In 2 Peter 2: 4-10 we see that God takes false teaching very seriously and will judge false teachers. God has a heavy hand when it comes to error. He’s not malevolent or capricious; but as a holy entity he cannot tolerate evil, immorality, or error.
We must keep a biblical theological lens/worldview when we think of judgment. Every decision we make is a judgment.
It’s also important to keep in mind that when Peter wrote this, his audience was completely familiar with these stories. The three examples Peter uses of God’s judgment from the past are:
1-Sinful angels cast to Hell
2-God destroyed the world with the flood, but Noah was spared
3-Sodom and Gomorrah burnt, but Lot was spared
1: God punished the sins of the angels
Isaiah 14 and Ezekiel 28 are passages to reference about the angelic realm.
The angels’ sin consisted of thinking, “I will be like God, I will ascend to the most high, and this sin resulted in their being cast into hell.” (Jude 6)

→ **Tasks to perform**:
a) Summarize the commentary on 2 Peter 2:4-10 in two sentences.
b) Reproduce the part of the commentary on 2 Peter 2 that opens with the words containing "We must keep" and closes with "the angelic realm.".

→ **Data shown**:

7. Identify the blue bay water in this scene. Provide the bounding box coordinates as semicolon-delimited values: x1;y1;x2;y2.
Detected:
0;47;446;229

→ **Solutions by task**:
a) According to 2 Peter 2:4-10, God takes false teaching very seriously and will judge false teachers, because as a holy entity he cannot tolerate evil, immorality, or error. Peter gives three examples of God's judgment from the past that his audience already knew well: sinful angels cast into hell, the flood from which Noah was spared, and the burning of Sodom and Gomorrah, from which Lot was spared.

b)
We must keep a biblical theological lens/worldview when we think of judgment. Every decision we make is a judgment.
It’s also important to keep in mind that when Peter wrote this, his audience was completely familiar with these stories. The three examples Peter uses of God’s judgment from the past are:
1-Sinful angels cast to Hell
2-God destroyed the world with the flood, but Noah was spared
3-Sodom and Gomorrah burnt, but Lot was spared
1: God punished the sins of the angels
Isaiah 14 and Ezekiel 28 are passages to reference about the angelic realm.